» **Work task**
Set down the listing below verbatim, but only from its first line through the line containing "box: [272, 349, 283, 369]".

» **Dataset entries**

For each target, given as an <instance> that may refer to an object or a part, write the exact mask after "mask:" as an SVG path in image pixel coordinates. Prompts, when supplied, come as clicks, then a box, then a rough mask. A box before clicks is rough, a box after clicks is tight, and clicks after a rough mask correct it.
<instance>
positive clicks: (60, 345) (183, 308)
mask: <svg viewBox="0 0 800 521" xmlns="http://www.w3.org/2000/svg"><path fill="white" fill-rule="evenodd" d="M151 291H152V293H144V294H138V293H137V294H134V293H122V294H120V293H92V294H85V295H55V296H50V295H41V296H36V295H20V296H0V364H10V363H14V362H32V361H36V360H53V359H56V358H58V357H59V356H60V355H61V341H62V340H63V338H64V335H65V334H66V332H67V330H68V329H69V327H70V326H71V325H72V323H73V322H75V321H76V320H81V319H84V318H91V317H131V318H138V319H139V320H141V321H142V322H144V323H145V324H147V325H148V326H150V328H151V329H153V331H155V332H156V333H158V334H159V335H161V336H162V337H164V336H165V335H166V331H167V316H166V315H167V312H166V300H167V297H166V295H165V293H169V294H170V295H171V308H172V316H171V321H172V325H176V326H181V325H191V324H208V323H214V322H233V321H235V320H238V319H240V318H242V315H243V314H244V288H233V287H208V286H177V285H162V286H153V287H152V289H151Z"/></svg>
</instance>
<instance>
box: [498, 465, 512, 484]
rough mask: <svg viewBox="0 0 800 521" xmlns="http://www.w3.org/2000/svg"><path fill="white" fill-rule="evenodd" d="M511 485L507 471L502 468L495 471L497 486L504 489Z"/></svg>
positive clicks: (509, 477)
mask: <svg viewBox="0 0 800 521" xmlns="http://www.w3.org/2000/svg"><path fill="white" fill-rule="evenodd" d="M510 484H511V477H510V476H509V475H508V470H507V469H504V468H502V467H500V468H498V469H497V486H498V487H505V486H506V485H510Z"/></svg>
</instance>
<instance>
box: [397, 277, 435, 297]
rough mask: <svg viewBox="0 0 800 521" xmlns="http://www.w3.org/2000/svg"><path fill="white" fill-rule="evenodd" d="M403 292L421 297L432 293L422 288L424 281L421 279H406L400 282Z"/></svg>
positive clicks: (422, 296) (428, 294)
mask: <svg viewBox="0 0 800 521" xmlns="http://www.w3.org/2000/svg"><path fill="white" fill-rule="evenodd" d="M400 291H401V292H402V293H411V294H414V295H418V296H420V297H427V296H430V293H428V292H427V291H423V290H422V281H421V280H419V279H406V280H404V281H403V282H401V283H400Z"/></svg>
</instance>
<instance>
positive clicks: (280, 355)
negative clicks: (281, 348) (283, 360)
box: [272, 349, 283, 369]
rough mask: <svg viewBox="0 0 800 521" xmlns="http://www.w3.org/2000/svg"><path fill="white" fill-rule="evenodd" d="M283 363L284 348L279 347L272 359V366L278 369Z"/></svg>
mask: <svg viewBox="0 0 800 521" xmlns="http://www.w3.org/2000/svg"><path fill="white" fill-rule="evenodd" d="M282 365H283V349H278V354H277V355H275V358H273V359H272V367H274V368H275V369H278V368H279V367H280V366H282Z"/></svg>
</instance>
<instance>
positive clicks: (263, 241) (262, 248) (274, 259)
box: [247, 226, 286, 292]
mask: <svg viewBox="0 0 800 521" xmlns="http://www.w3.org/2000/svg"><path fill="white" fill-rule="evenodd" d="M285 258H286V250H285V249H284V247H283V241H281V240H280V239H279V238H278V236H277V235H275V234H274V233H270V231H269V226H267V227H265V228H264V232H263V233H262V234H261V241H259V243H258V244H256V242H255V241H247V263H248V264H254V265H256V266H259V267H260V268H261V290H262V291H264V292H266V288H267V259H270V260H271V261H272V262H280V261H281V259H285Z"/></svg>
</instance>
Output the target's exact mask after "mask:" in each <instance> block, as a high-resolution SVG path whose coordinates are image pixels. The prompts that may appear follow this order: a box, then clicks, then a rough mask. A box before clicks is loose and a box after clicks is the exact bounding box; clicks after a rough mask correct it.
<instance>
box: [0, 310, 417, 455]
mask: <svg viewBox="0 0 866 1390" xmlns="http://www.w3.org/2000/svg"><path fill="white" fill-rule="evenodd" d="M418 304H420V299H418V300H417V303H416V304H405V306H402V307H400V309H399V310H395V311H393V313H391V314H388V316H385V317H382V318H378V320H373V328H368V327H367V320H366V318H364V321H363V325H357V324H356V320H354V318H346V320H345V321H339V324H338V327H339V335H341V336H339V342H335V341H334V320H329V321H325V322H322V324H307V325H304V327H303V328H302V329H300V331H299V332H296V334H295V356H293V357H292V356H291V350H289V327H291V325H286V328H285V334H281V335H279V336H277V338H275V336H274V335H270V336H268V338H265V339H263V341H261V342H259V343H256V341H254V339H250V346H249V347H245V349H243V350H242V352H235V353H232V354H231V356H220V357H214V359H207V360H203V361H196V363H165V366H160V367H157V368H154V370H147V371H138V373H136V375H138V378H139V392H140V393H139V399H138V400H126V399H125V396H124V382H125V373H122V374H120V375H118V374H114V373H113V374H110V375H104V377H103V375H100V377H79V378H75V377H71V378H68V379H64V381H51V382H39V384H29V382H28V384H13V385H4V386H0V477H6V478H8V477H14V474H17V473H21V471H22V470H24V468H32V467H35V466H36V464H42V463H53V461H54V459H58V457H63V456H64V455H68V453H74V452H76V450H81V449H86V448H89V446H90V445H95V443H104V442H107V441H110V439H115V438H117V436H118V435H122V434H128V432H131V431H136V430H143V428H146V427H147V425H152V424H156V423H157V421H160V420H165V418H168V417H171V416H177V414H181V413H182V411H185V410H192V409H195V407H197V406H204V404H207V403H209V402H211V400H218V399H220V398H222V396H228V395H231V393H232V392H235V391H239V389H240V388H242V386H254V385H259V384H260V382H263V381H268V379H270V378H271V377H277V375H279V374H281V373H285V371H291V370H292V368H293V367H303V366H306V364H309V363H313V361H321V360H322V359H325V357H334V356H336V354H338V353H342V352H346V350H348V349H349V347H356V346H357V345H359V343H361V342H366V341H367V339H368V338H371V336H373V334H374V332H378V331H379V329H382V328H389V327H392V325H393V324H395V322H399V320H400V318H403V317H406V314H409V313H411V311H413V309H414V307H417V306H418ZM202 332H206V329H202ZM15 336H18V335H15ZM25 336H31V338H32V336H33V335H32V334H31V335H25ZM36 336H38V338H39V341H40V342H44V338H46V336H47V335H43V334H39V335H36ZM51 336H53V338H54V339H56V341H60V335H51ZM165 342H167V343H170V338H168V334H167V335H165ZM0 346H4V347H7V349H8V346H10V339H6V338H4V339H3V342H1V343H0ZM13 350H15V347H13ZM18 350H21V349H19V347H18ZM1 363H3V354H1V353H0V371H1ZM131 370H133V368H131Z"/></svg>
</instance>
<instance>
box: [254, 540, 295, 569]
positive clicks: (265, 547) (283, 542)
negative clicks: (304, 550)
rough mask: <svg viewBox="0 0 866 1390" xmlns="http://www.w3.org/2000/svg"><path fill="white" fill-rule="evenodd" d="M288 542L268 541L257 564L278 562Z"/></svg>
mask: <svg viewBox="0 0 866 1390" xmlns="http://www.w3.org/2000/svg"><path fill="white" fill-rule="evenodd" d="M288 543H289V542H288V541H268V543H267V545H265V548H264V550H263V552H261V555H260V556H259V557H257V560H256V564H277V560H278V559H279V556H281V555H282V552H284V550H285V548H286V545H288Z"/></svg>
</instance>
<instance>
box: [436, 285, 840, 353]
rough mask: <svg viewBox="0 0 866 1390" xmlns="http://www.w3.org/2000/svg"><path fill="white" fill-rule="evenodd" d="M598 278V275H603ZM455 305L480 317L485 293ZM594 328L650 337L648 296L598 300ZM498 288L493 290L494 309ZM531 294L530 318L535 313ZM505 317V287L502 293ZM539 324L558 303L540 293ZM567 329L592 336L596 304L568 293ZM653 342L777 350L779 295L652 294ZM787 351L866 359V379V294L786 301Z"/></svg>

» **Result of the task**
For each target, given as an <instance> that may refer to an object or a part, write the exact mask after "mask:" as an SVG path in image pixel coordinates. Prompts, when supplied, come as clicks, then a box, then a rough mask. A box before clicks is rough, a box after clicks is tight, and clicks after a rough mask correct it.
<instance>
positive clicks: (60, 345) (183, 308)
mask: <svg viewBox="0 0 800 521" xmlns="http://www.w3.org/2000/svg"><path fill="white" fill-rule="evenodd" d="M151 291H152V293H144V294H138V293H137V294H134V293H122V294H120V293H92V294H85V295H55V296H50V295H41V296H36V295H20V296H0V364H10V363H14V362H32V361H36V360H53V359H56V358H58V357H59V356H60V355H61V341H62V340H63V338H64V335H65V334H66V332H67V330H68V329H69V327H70V326H71V325H72V323H73V322H75V321H76V320H81V319H84V318H91V317H131V318H138V319H139V320H141V321H142V322H144V323H145V324H147V325H148V326H150V328H151V329H153V331H155V332H156V333H158V334H159V335H161V336H162V337H164V336H165V335H166V331H167V316H166V315H167V312H166V300H167V297H166V295H165V293H169V294H170V295H171V308H172V316H171V321H172V325H176V326H181V325H191V324H208V323H214V322H233V321H235V320H238V319H240V318H242V315H243V314H244V288H233V287H208V286H177V285H162V286H153V287H152V289H151Z"/></svg>
</instance>
<instance>
box: [498, 465, 512, 484]
rough mask: <svg viewBox="0 0 800 521" xmlns="http://www.w3.org/2000/svg"><path fill="white" fill-rule="evenodd" d="M511 485L507 471L502 468L495 471L497 486L504 489Z"/></svg>
positive clicks: (509, 477)
mask: <svg viewBox="0 0 800 521" xmlns="http://www.w3.org/2000/svg"><path fill="white" fill-rule="evenodd" d="M510 484H511V477H510V476H509V475H508V470H507V469H504V468H502V467H500V468H498V469H497V486H498V487H505V486H506V485H510Z"/></svg>
</instance>
<instance>
box: [397, 277, 435, 297]
rough mask: <svg viewBox="0 0 800 521" xmlns="http://www.w3.org/2000/svg"><path fill="white" fill-rule="evenodd" d="M403 292L421 297L432 293L422 288L424 281L421 279H406L400 282Z"/></svg>
positive clicks: (422, 296) (428, 294)
mask: <svg viewBox="0 0 800 521" xmlns="http://www.w3.org/2000/svg"><path fill="white" fill-rule="evenodd" d="M400 291H401V292H402V293H411V294H414V295H418V296H420V297H427V296H430V293H428V292H427V291H423V290H422V281H421V280H419V279H406V280H404V281H403V282H401V283H400Z"/></svg>
</instance>
<instance>
positive clicks: (280, 355)
negative clicks: (281, 348) (283, 360)
box: [272, 349, 283, 369]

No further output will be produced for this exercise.